▶ **Stated task**
According to the DwC-DP page, which table directly links the measurements of individuals to the Materials?

— start Selected passage —

Explore DwC-DP

Published

April 24, 2025

Explore the DwC-DP tables

You can load all the RDA files like below and play around with the tables as demonstrated in this page. Any pull request is also welcomed.

library(here)
library(tidyverse)

# Load all the RDA files
rda_files <- list.files(path = here("data", "output", "rda"), pattern = "\\.rda$", full.names = TRUE)
lapply(rda_files, load, envir = .GlobalEnv)

Community measurements

Does DwC-DP handles community measurements better than DwCA?

DwCA

In DwCA, we will have to have all these as Occurrence records so that measurements like “Standard Length” and “Total Length” of each individual in emof has an Occurrence record to point to. However, this does not warrant user to add the organismQuantity of all individuals together.

Occurrence table in DwCA
occurrenceID eventID scientificName lifeStage organismQuantity organismQuantityType
BROKE_WEST_RMT_051_RMT8_217697 BROKE_WEST_RMT_051_RMT8 Electrona antarctica 28 individuals
AAV3FF_00231 BROKE_WEST_RMT_051_RMT8 Electrona antarctica larvae 1 individual
AAV3FF_00232 BROKE_WEST_RMT_051_RMT8 Electrona antarctica larvae 1 individual
AAV3FF_00233 BROKE_WEST_RMT_051_RMT8 Electrona antarctica larvae 1 individual
AAV3FF_00234 BROKE_WEST_RMT_051_RMT8 Electrona antarctica larvae 1 individual
AAV3FF_00235 BROKE_WEST_RMT_051_RMT8 Electrona antarctica larvae 1 individual
AAV3FF_00236 BROKE_WEST_RMT_051_RMT8 Electrona antarctica larvae 1 individual
AAV3FF_00237 BROKE_WEST_RMT_051_RMT8 Electrona antarctica larvae 1 individual
AAV3FF_00238 BROKE_WEST_RMT_051_RMT8 Electrona antarctica larvae 1 individual
AAV3FF_00239 BROKE_WEST_RMT_051_RMT8 Electrona antarctica larvae 1 individual
AAV3FF_00240 BROKE_WEST_RMT_051_RMT8 Electrona antarctica larvae 1 individual
AAV3FF_00241 BROKE_WEST_RMT_051_RMT8 Electrona antarctica larvae 1 individual

This has improved with the term eco:isLeastSpecificTargetCategoryQuantityInclusive from the Humboldt Extension. If the event has isLeastSpecificTargetCategoryQuantityInclusive = true, the count in organismQuantity of the Occurrence includes all of the larvae individuals.

DwC-DP

The Occurrence and Material are separate concepts now. We do not need to have a separate Occurrence just to indicate the total catch of a taxon. We can have a single Occurrence (total catch) with multiple Materials (individual) to indicate the total catch and preserved individuals. The measurements of the individuals (Assertions) can be directly linked to the Materials via the Material Assertion table.

— end Selected passage —
— start Provided information —

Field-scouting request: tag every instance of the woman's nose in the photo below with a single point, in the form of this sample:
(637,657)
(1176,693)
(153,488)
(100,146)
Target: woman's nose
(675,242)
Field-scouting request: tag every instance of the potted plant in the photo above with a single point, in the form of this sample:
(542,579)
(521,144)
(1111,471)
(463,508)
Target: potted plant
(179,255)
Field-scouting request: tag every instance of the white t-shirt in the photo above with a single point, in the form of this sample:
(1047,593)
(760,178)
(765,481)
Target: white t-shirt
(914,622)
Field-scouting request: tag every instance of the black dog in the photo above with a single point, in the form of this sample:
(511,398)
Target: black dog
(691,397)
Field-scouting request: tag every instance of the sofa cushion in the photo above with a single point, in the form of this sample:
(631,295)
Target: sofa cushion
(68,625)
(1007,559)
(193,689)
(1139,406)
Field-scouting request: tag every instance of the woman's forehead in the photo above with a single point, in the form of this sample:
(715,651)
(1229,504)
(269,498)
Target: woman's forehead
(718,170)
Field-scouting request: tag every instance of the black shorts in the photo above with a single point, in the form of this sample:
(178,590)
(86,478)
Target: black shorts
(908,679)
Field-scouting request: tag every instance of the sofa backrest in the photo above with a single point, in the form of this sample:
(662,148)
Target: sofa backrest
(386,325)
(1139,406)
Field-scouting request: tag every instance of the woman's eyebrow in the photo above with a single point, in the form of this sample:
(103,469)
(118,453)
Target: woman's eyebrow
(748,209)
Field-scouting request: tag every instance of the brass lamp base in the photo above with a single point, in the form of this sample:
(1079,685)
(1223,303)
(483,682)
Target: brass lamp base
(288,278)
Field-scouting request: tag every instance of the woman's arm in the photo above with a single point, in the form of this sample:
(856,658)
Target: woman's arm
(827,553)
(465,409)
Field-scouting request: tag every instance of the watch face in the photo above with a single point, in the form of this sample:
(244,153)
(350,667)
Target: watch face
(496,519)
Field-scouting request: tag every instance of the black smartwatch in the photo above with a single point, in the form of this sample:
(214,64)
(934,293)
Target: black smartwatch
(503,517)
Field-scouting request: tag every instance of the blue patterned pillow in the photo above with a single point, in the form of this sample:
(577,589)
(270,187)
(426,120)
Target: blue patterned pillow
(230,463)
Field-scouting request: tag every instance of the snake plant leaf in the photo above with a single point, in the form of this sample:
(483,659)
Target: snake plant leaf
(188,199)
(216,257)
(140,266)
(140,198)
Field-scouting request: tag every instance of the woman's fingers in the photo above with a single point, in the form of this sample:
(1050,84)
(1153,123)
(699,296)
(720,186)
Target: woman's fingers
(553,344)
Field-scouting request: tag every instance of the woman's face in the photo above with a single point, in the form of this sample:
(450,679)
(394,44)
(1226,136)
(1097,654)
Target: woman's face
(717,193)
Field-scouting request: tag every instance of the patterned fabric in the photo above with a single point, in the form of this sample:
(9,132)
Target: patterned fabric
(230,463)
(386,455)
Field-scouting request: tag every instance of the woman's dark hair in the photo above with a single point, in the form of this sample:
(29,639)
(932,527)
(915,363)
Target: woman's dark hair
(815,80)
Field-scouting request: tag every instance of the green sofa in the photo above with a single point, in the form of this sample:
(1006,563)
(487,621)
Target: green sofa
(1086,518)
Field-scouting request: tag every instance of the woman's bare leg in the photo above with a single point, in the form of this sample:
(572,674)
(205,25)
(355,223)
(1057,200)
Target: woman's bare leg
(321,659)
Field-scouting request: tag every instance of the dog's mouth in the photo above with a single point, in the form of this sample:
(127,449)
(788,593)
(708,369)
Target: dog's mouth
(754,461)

— end Provided information —

▶ **Response to this task**
The Material Assertion table.